▶ _YOUR ASSIGNMENT_:
Continue the personal account of identity and gender transition, picking up right after its final sentence.

▶ _EXCERPTED PASSAGE_:
There is no way to know what other effects rTMS would have. It might reduce my social anxiety, but even if that was all it did it would make me respond differently to people I interact with (like alcohol). And if my thoughts and behavior are changed then I’m no longer the same person.

I don’t want to change who I am: I’m comfortable with my identity as an autistic trans woman with all that entails. Changing my body doesn’t affect my personality, my thoughts: I remain me. Changing my mind makes me into somebody else. I would lose the essence of what makes me this particular unique individual, and the thought of that fills me with dread.

This leads me to suppose that for somebody to even contemplate such a thing they must not like who they are. Internalized self-hatred, blaming their neurology for what they see as their failings. It’s like body dysmorphia projected onto the ego, the sense of self. The antithesis of neurodiversity’s principles; an inability or refusal to accept one’s differences.

I see this as a result of thinking colored by the medical model of autism that sees it in terms of pathological deficits, as opposed to the social model which instead looks to society’s failures to provide suitable accommodations and acceptance as the causes of disability.

There’s nothing wrong with my mind: I have no reason to change it. I can’t say the same for the society I live in.

Rewriting History

Rewriting History

“You were never much of a man.” Anne has said this to me several times since I transitioned; I know exactly what she means and love to hear it. From puberty onwards when I started to become aware of gender I didn’t identify with any of the male role models around me.

I couldn’t put a name to how I felt; I saw part of a documentary (back in the 1980’s) which I couldn’t tell you the title of. It was about a middle-aged trans woman but her circumstances were so far removed from my own that I failed to see any connection to my own life.

So all I had were people treating me as male. My mum bought me boys’ clothes, I attended an all boys school from age 11 to 16, I played rugby. Any comments on how I looked or acted were male-oriented, either praising my conformance to the stereotypes or criticizing me when my act was unconvincing.

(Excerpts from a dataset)
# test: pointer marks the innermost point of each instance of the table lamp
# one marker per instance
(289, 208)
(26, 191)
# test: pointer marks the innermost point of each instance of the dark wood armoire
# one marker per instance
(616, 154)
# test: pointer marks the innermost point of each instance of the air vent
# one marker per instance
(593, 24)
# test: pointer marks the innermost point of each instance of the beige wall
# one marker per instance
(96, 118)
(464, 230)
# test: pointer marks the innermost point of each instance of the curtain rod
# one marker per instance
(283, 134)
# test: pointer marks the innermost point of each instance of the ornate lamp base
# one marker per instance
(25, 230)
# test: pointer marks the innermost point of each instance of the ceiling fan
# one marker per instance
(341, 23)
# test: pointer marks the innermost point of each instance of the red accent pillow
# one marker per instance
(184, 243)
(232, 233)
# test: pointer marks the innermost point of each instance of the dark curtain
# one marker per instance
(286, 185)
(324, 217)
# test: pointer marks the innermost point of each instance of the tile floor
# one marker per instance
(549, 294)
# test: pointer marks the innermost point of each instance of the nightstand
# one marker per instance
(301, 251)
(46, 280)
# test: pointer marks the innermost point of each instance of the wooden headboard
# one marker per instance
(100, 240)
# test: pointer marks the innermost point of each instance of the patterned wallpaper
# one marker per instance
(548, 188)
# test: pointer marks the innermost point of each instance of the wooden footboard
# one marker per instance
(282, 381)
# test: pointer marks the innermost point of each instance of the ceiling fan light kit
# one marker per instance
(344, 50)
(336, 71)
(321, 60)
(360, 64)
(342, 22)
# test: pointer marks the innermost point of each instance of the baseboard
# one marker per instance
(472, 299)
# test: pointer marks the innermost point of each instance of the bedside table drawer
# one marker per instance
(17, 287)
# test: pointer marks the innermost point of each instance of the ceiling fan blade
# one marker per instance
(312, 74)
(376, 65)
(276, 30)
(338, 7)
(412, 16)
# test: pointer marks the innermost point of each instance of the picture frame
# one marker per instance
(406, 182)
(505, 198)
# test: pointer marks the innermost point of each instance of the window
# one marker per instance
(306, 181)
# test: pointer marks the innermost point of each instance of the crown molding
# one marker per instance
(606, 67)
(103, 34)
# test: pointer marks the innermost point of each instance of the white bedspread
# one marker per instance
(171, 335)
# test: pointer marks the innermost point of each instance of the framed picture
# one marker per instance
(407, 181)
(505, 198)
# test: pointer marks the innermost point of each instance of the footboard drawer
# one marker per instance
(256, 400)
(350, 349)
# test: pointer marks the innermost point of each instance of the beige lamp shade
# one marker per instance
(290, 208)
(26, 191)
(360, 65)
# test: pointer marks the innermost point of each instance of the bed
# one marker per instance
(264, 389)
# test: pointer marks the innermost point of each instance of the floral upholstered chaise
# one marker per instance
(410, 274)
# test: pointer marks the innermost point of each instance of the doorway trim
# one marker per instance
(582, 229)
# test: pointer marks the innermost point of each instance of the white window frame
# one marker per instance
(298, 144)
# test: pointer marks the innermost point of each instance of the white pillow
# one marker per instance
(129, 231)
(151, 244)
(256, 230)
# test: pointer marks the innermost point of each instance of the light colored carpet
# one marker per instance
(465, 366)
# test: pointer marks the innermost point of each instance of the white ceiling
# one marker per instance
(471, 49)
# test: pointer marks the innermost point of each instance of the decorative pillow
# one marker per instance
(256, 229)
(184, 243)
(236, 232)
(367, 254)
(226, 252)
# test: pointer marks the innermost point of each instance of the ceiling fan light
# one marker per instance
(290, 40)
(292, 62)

▶ _OUTPUT OF THE TASK_:
In my teens when I was considered old enough to be left at home alone I would decline to accompany the rest of the family to rugby matches. Instead I’d wait for them to leave and then raid my mother’s closet, dressing in her clothes for an hour or so. I’d look at myself in the mirror and feel so happy seeing a girl reflected there. I used to dream that I could travel Alice-like through the looking glass, become that mirror-girl.

I hated my male genitalia. I’d dream of cutting them off but was always too afraid of the pain and risk of death to attempt it. I always avoided showering after games at school because I couldn’t even bear the thought of anybody else seeing those parts I hated so much.

It’s easy to look back from where I am now and wish I’d said something then, started my transition before my voice dropped and my hair started to grow out on my face, recede at my forehead and become thin on top. But I didn’t have the concepts back then to even begin to explain, and I’d have been terrified at the thought of trying to explain to my parents (who probably knew even less about such things than I did).

Obviously I can’t change what happened: the events of the past are immutable. But what I can change is how I speak about my past. I’ve completely stopped using male-specific terms to refer to myself at earlier stages of my life. I was a child, not a boy; I was in my 20s, then my 30s. It’s straightforward in the present: I’m a woman and that’s that.

In my own mind I consider myself to have always been female. I don’t consider that I was socialized as male: being autistic I never felt that I fitted in anyway and didn’t form many relationships with my peers. I was always happier when left to my own devices with a stack of books, box of Lego and my computer. I didn’t participate in playground games with either boys or girls; instead I’d be reading, building trains and space ships, or writing programs.

I don’t consider my gender to be defined at all by my interests; rather it is an aspect of my identity. I simply know it as a fact of my existence, exactly the same as most other people. My mind informs my reality. That’s the reason it doesn’t feel right to talk about myself ever having been a boy or a man. I’m a woman whose body turned out wrong. One small error led to the development of male characteristics and I need medical treatment to correct it.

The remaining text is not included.